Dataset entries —
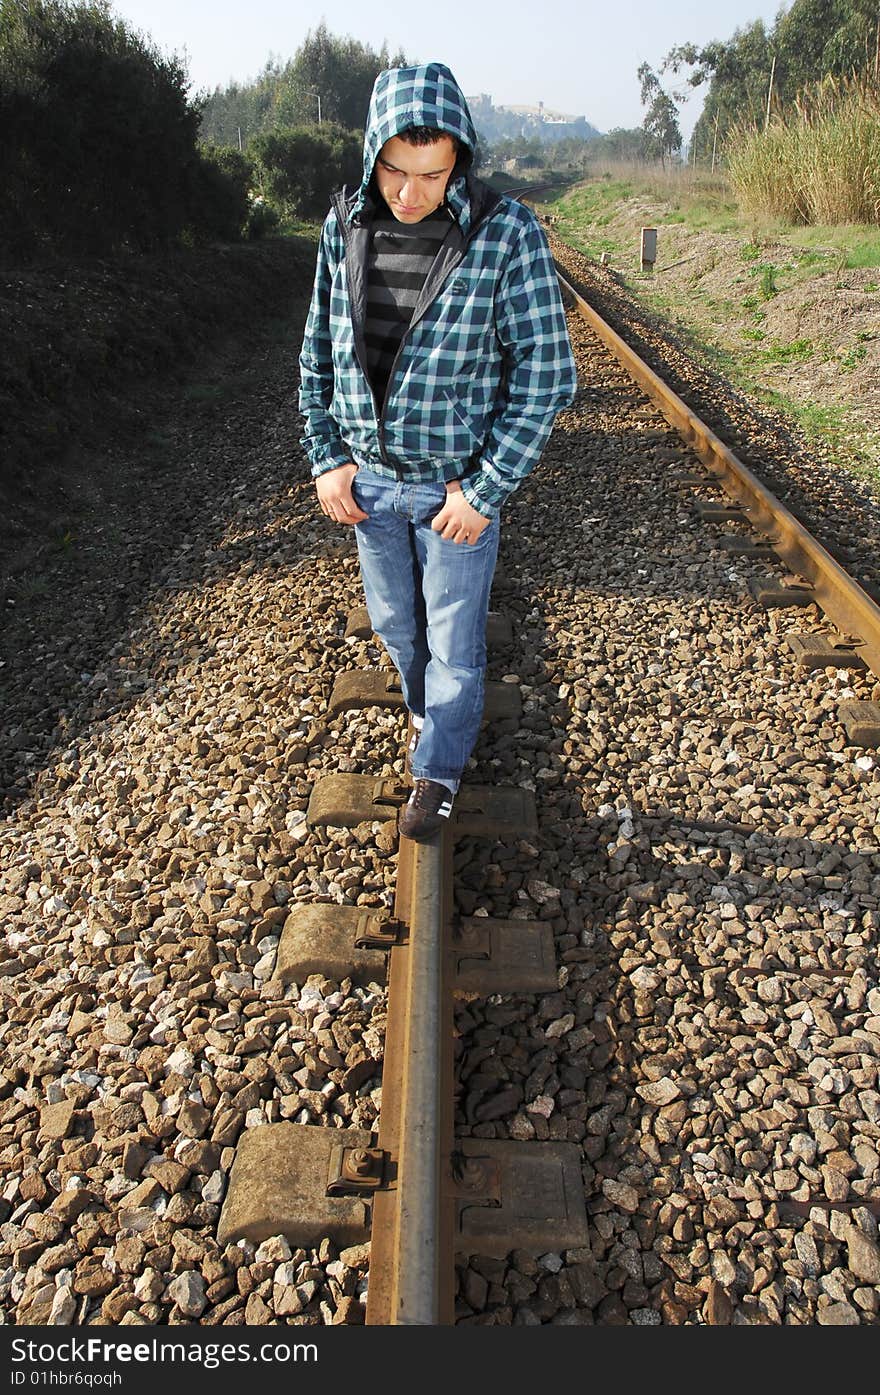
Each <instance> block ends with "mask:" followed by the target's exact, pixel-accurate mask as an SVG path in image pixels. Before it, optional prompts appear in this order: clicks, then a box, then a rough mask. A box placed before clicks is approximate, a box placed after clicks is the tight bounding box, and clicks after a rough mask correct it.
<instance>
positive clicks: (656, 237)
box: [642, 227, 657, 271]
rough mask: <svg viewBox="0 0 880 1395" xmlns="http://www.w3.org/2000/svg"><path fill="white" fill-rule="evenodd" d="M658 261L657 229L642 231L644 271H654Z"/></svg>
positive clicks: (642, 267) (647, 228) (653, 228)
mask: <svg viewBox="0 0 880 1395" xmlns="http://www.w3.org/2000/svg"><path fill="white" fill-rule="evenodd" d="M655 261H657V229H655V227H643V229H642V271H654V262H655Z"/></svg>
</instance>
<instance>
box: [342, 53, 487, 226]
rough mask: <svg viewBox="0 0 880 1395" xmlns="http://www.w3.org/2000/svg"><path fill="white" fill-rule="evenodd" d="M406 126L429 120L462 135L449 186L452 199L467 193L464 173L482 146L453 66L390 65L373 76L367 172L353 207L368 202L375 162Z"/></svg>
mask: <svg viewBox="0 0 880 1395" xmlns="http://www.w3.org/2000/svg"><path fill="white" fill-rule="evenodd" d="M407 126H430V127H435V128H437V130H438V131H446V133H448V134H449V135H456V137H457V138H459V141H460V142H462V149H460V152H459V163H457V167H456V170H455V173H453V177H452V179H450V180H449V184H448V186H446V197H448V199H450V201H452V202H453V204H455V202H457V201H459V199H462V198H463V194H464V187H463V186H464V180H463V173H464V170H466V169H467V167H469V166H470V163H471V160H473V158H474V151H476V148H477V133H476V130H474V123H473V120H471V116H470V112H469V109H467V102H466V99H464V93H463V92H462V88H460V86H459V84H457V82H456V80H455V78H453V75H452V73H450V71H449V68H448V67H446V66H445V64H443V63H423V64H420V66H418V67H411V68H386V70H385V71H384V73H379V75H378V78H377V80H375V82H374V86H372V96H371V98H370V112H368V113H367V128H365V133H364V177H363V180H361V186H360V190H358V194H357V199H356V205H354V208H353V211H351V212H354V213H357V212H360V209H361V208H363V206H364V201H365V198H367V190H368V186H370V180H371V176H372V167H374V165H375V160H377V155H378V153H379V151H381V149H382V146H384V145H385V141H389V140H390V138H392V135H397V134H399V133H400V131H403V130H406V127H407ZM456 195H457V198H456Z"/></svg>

--

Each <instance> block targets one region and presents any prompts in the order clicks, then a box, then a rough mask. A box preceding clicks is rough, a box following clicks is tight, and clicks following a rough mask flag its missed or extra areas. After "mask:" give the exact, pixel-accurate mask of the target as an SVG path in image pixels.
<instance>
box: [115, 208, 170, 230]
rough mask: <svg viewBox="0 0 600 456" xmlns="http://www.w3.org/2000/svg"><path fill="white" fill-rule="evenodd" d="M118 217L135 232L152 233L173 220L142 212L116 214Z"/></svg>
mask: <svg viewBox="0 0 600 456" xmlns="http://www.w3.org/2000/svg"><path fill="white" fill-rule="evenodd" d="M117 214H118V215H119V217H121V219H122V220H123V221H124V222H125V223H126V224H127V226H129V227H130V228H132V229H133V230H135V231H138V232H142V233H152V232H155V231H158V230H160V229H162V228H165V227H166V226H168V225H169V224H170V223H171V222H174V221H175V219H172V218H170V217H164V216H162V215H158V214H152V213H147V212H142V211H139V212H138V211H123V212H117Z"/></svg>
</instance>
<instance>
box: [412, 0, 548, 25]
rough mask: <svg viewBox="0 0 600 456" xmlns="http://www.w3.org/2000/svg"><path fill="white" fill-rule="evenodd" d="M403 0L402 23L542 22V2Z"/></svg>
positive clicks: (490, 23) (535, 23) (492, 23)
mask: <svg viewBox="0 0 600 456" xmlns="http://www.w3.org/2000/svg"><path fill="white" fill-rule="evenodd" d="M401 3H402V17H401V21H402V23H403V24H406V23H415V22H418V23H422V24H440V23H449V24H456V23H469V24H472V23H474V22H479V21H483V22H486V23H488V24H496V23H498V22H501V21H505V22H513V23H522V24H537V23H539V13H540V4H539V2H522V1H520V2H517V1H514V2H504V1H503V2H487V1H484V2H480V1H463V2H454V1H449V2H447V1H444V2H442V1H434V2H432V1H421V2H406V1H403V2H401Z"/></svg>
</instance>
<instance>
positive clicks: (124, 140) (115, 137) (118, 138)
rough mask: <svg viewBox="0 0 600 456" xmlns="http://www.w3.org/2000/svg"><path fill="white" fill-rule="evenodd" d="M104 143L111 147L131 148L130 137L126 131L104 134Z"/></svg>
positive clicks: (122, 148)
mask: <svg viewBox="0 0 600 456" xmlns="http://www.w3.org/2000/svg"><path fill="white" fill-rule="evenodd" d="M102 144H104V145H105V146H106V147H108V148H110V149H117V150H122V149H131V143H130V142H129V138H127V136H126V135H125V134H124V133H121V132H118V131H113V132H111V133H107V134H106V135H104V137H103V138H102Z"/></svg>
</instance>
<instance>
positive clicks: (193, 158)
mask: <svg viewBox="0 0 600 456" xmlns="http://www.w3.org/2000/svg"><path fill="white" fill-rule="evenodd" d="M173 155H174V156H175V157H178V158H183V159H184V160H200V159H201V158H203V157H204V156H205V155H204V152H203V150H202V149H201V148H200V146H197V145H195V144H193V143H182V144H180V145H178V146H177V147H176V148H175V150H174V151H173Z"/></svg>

INSTRUCTIONS FOR THE TASK — Above are the records; from them, give again exactly the lines from the one containing "217L135 232L152 233L173" through the one containing "positive clicks: (124, 140)", both included.

SOLUTION FOR THIS TASK —
rough mask: <svg viewBox="0 0 600 456" xmlns="http://www.w3.org/2000/svg"><path fill="white" fill-rule="evenodd" d="M118 217L135 232L152 233L173 220L142 212L116 214Z"/></svg>
mask: <svg viewBox="0 0 600 456" xmlns="http://www.w3.org/2000/svg"><path fill="white" fill-rule="evenodd" d="M117 214H118V215H119V217H121V219H122V220H123V221H124V222H125V223H126V224H127V226H129V227H130V228H132V229H133V230H135V231H138V232H142V233H152V232H155V231H158V230H160V229H162V228H165V227H166V226H168V225H169V224H170V223H171V222H174V221H175V219H172V218H170V217H164V216H162V215H158V214H152V213H147V212H142V211H139V212H138V211H123V212H117Z"/></svg>
</instance>
<instance>
box: [412, 0, 548, 25]
rough mask: <svg viewBox="0 0 600 456" xmlns="http://www.w3.org/2000/svg"><path fill="white" fill-rule="evenodd" d="M403 0L402 23L542 22V2Z"/></svg>
positive clicks: (490, 23) (535, 23) (492, 23)
mask: <svg viewBox="0 0 600 456" xmlns="http://www.w3.org/2000/svg"><path fill="white" fill-rule="evenodd" d="M401 3H402V17H401V21H402V23H403V24H406V23H415V22H418V23H422V24H440V23H449V24H456V23H469V24H472V23H474V22H479V21H483V22H486V23H488V24H496V23H498V22H501V21H505V22H513V23H522V24H537V23H539V13H540V4H539V2H522V1H520V2H517V1H514V2H504V1H503V2H487V1H484V2H480V1H463V2H454V1H449V2H447V1H444V2H442V1H434V2H432V1H421V2H406V1H403V2H401Z"/></svg>
</instance>
<instance>
positive clicks: (124, 140) (115, 137) (118, 138)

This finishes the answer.